Requirement:
Rewrite every one of the records below, swapping "Target" for "Object" and changing nothing else. Leave the pictures out of your answer.

### Records for the exercise ###

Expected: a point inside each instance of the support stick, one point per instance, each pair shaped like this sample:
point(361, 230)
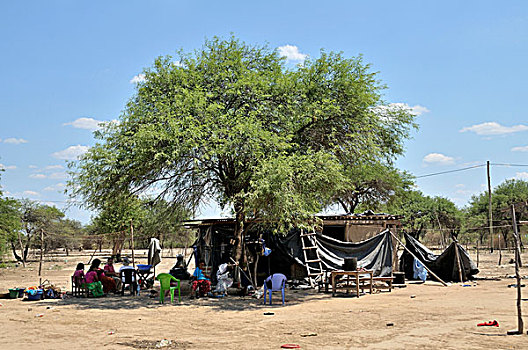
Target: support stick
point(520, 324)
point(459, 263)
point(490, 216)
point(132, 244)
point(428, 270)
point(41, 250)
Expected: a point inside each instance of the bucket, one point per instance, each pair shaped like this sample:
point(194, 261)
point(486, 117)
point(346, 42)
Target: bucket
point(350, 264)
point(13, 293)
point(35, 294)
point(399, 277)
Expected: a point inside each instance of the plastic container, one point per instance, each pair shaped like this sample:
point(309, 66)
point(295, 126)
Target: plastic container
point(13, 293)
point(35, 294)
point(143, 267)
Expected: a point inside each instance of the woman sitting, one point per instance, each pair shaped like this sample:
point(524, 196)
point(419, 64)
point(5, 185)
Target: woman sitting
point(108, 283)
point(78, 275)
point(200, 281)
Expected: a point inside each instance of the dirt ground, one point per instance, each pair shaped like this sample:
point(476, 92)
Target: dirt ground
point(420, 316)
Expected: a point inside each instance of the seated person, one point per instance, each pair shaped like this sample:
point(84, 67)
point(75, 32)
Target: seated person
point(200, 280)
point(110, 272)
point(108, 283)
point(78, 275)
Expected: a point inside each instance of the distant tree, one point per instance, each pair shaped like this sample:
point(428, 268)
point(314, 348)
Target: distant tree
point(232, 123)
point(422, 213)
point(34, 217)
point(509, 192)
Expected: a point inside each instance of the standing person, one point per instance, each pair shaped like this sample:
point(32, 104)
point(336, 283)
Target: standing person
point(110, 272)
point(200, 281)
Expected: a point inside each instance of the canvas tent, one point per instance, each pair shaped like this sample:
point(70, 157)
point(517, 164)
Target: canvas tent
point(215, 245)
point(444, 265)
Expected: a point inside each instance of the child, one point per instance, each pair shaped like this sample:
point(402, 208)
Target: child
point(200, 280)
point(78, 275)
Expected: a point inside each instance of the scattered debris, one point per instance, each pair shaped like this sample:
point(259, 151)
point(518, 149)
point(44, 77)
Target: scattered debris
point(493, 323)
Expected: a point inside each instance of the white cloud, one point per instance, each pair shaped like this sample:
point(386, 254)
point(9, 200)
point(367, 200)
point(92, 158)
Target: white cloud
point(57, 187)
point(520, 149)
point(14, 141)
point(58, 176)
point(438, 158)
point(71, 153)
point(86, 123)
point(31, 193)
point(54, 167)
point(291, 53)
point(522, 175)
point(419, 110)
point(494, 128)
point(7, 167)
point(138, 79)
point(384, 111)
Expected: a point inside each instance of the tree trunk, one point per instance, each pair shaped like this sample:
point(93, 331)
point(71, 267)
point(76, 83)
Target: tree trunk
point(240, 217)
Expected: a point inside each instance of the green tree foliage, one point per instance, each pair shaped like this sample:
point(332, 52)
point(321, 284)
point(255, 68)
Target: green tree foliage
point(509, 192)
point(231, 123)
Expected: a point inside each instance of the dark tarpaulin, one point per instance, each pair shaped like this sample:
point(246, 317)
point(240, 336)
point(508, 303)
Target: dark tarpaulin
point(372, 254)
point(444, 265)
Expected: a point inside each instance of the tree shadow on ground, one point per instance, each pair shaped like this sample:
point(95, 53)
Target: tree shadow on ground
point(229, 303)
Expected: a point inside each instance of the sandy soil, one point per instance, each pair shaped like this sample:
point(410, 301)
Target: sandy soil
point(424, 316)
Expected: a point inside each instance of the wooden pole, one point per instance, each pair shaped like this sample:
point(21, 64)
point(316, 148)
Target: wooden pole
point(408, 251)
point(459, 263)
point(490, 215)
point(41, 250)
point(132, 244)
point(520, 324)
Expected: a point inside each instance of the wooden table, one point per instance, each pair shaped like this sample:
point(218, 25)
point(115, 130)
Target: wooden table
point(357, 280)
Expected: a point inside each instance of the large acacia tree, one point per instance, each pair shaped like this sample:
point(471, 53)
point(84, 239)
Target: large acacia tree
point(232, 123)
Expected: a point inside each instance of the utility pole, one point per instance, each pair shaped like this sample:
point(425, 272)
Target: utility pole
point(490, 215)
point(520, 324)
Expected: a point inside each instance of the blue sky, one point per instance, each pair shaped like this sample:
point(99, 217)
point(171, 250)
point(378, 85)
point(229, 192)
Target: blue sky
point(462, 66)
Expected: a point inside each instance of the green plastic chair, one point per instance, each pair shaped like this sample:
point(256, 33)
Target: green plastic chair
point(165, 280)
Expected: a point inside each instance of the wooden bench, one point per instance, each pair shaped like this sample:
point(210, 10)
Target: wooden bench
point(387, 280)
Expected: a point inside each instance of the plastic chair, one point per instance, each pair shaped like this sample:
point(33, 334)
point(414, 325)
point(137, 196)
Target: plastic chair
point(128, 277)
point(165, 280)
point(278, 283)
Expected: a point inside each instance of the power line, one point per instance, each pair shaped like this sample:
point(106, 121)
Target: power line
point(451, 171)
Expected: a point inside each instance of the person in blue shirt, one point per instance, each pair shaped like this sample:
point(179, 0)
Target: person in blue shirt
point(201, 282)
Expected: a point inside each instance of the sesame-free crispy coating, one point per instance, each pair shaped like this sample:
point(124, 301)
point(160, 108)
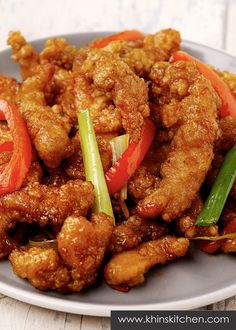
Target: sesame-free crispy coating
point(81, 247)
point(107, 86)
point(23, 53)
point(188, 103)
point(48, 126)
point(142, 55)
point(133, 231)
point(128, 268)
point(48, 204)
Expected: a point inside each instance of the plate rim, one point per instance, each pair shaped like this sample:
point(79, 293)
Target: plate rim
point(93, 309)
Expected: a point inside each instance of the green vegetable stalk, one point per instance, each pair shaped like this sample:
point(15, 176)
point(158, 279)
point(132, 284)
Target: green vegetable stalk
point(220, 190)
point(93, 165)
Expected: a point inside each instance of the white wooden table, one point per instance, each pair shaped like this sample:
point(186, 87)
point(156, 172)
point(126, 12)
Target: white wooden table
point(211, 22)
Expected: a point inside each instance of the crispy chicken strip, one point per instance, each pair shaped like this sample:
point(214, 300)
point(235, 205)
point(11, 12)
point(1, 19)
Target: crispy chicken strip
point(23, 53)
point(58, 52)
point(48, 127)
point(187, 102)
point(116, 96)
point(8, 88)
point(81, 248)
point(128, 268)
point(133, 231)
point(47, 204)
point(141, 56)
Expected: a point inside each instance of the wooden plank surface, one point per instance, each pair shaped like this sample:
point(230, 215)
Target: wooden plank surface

###

Solution for this problem:
Expected: a point inside each instance of the support stick, one point per instance, each pair shaped like this sample:
point(361, 230)
Object: support stick
point(520, 324)
point(459, 263)
point(490, 216)
point(132, 244)
point(428, 270)
point(41, 250)
Expected: a point inside each instance of the bucket, one point per instance, each pair shaped like this sample:
point(194, 261)
point(486, 117)
point(346, 42)
Object: bucket
point(350, 264)
point(13, 293)
point(35, 294)
point(399, 277)
Expected: a point inside each instance of the plastic container, one point per instance, each pair shaped like this sample:
point(309, 66)
point(295, 126)
Object: plastic container
point(13, 293)
point(35, 294)
point(143, 267)
Expected: a point inside each instance of the woman sitting, one point per instance, each pair shaped like this sample:
point(524, 196)
point(419, 64)
point(5, 185)
Object: woman sitting
point(108, 283)
point(78, 275)
point(200, 281)
Expected: a point inside each instance of the dirt ground, one point per instance, each pair shaped like this sample:
point(476, 92)
Object: dirt ground
point(420, 316)
Expected: a point inside each instance of the seated person, one point per instance, each pair shaped like this sample:
point(84, 67)
point(75, 32)
Object: seated person
point(200, 280)
point(110, 272)
point(108, 283)
point(78, 275)
Expected: a point inside each instance of the distant tree, one point per instance, each pair shaped like this sample:
point(428, 268)
point(314, 348)
Object: distant tree
point(232, 123)
point(422, 213)
point(34, 217)
point(509, 192)
Expected: a point inside each instance of the standing person, one point per instance, each pair shaped like this sample:
point(32, 104)
point(336, 283)
Object: standing person
point(110, 272)
point(200, 281)
Expected: a point inside each instance of the canvas tent, one point per instance, each pair shaped like this sample:
point(70, 157)
point(517, 164)
Object: canvas tent
point(215, 245)
point(444, 265)
Expected: a point inside each instance of the child, one point per instance, each pair shaped like this sample:
point(402, 208)
Object: child
point(200, 280)
point(78, 275)
Expected: a point inside each instance of the scattered debris, one point per instance, each pair shaped like this sample:
point(259, 151)
point(518, 149)
point(44, 77)
Object: scattered debris
point(493, 323)
Expected: a point inside each instance of the white cloud, one point per instance, each pair shaped like this sample:
point(386, 254)
point(9, 200)
point(367, 200)
point(92, 158)
Object: white cloud
point(57, 187)
point(520, 149)
point(14, 141)
point(58, 176)
point(438, 158)
point(71, 153)
point(86, 123)
point(31, 193)
point(54, 167)
point(291, 53)
point(522, 175)
point(419, 110)
point(494, 128)
point(7, 167)
point(138, 79)
point(384, 111)
Expected: a point inside each instance of the tree trunk, one point per instance, each pair shaped like this sample:
point(93, 331)
point(71, 267)
point(76, 83)
Object: tree trunk
point(240, 217)
Expected: a point inside each instance of the green tree foliage, one point per instance, each pair shaped like this sample:
point(332, 52)
point(321, 284)
point(255, 68)
Object: green tree foliage
point(509, 192)
point(231, 123)
Expected: a point inside each instance of the dark tarpaulin, one point per instance, each pair shaped like this sample:
point(246, 317)
point(240, 336)
point(508, 303)
Object: dark tarpaulin
point(372, 254)
point(444, 265)
Expected: a point inside each instance of the tree shadow on ground, one point per instance, each pair shaped like this sample:
point(95, 53)
Object: tree shadow on ground
point(229, 303)
Expected: a point inside each instance of the sandy soil, one point per instance, each pair shaped like this sample:
point(410, 301)
Object: sandy soil
point(424, 316)
Expected: a point inside each instance of the wooden pole, one point per instance, each pair shaped like this sample:
point(21, 64)
point(316, 148)
Object: wooden pole
point(408, 251)
point(459, 263)
point(490, 215)
point(41, 250)
point(132, 244)
point(520, 324)
Expected: a point inside each instance of the wooden table, one point per instance, each pair shaped like this sample:
point(218, 25)
point(115, 130)
Object: wooden table
point(357, 280)
Expected: a point inside each instance of the large acacia tree, one point per instance, each pair shaped like this sample:
point(471, 53)
point(84, 239)
Object: large acacia tree
point(232, 123)
Expected: a point inside each instance of the utility pole, one point per instance, each pair shaped like this sample:
point(425, 272)
Object: utility pole
point(490, 215)
point(520, 324)
Expected: a point inside each instance of the blue sky, one point per instance, each pair shaped like this sample:
point(99, 217)
point(171, 250)
point(378, 85)
point(229, 192)
Object: blue sky
point(462, 66)
Expected: a point inside each instance of the green plastic chair, one point per instance, each pair shaped like this sample:
point(256, 33)
Object: green plastic chair
point(165, 280)
Expected: a point inside each instance of the wooden bench, one point per instance, each pair shaped like this sample:
point(210, 10)
Object: wooden bench
point(387, 280)
Expected: a point inside each instance of the plastic chair, one point per instance, each pair shaped like this sample:
point(33, 334)
point(414, 325)
point(137, 196)
Object: plastic chair
point(128, 277)
point(165, 280)
point(278, 283)
Expected: a point inside each instance of the power line, one point per instance, each pair shaped like this sample:
point(106, 121)
Object: power line
point(451, 171)
Expected: a point inside each instance of the person in blue shirt, one point per instance, each pair shaped like this sample:
point(179, 0)
Object: person in blue shirt
point(201, 282)
Expected: a point inside each instance of the sesame-free crispy coating, one point per instance, each pair shaped like this sample:
point(124, 301)
point(160, 108)
Object: sesame-free crispy coating
point(81, 247)
point(107, 86)
point(23, 53)
point(188, 103)
point(48, 126)
point(142, 55)
point(133, 231)
point(128, 268)
point(48, 204)
Expected: a point inside each instance of the plate rim, one point per instance, each pair shaped like this sample:
point(79, 293)
Object: plate rim
point(93, 309)
Expected: a point inside each instance of the green vegetable stalk, one point per instance, each pair shaped like this sample:
point(15, 176)
point(158, 279)
point(132, 284)
Object: green vegetable stalk
point(220, 190)
point(93, 165)
Expected: a point inside each instance of the white wooden table, one point per instance, each pair shaped like this sample:
point(186, 87)
point(156, 172)
point(126, 12)
Object: white wooden table
point(211, 22)
Expected: a point inside each instance of the crispy chicken strip, one point per instance, each pair shaped like this sample:
point(214, 300)
point(235, 205)
point(11, 12)
point(1, 19)
Object: crispy chicken strip
point(23, 53)
point(58, 52)
point(48, 127)
point(187, 102)
point(116, 96)
point(8, 88)
point(81, 248)
point(128, 268)
point(133, 231)
point(47, 204)
point(141, 56)
Expected: a point inside each instance of the wooden plank surface, one point per instance, each pair shaped like this sample:
point(230, 215)
Object: wooden plank surface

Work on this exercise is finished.